↓↓↓
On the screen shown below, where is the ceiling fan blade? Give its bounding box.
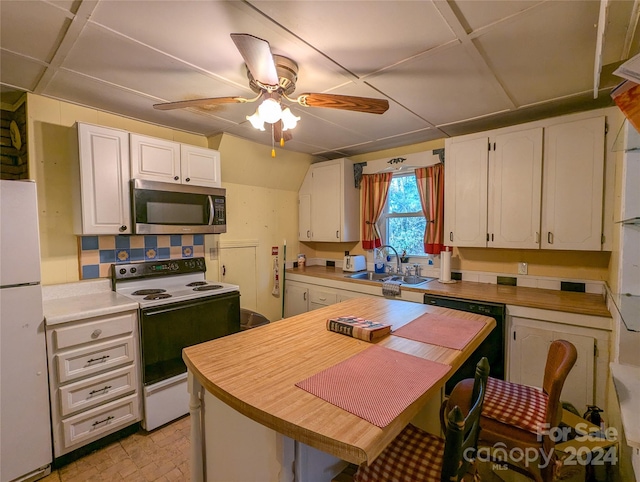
[231,33,279,86]
[153,97,251,110]
[273,120,293,146]
[297,94,389,114]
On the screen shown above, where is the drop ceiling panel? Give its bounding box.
[47,71,236,135]
[0,0,71,63]
[451,0,544,33]
[252,1,454,76]
[0,50,45,91]
[474,2,599,106]
[368,44,510,125]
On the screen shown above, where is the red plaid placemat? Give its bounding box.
[353,424,444,482]
[296,345,451,427]
[392,313,484,350]
[482,377,548,433]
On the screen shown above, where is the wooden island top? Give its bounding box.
[183,298,495,464]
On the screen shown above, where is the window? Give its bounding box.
[378,173,426,256]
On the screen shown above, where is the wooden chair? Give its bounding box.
[448,340,577,482]
[353,358,489,482]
↑↑↑
▶ _TO DO_:
Rewrite all of the records above with every "bounding box" changed to "pixel coordinates" and everything else left as it is. Leave the pictures out of your answer.

▶ _CORRECT RESULT_:
On the screen shown below, where is the ceiling fan blade? Give its pixel coordinates.
[231,33,279,86]
[153,97,251,110]
[273,120,293,146]
[297,94,389,114]
On the screen shown above, where is the drop ceiling panel? Give its pixel coordinates.
[47,71,236,135]
[0,0,71,63]
[451,0,544,33]
[252,1,454,76]
[0,50,45,91]
[474,2,599,106]
[368,44,510,125]
On the screen shown above, where is the red plaid placemat? Give its pixel coordinates.
[353,424,444,482]
[296,345,451,427]
[392,313,484,350]
[482,377,548,433]
On the screen shown above, where is the wooden island top? Give its pixel coordinates.
[183,298,495,464]
On the screen shown above, where is the window? Give its pixel coordinates.
[378,173,426,256]
On the screen shown above, where is the wooden chair? Give its pixel coordinates.
[448,340,577,482]
[353,358,489,482]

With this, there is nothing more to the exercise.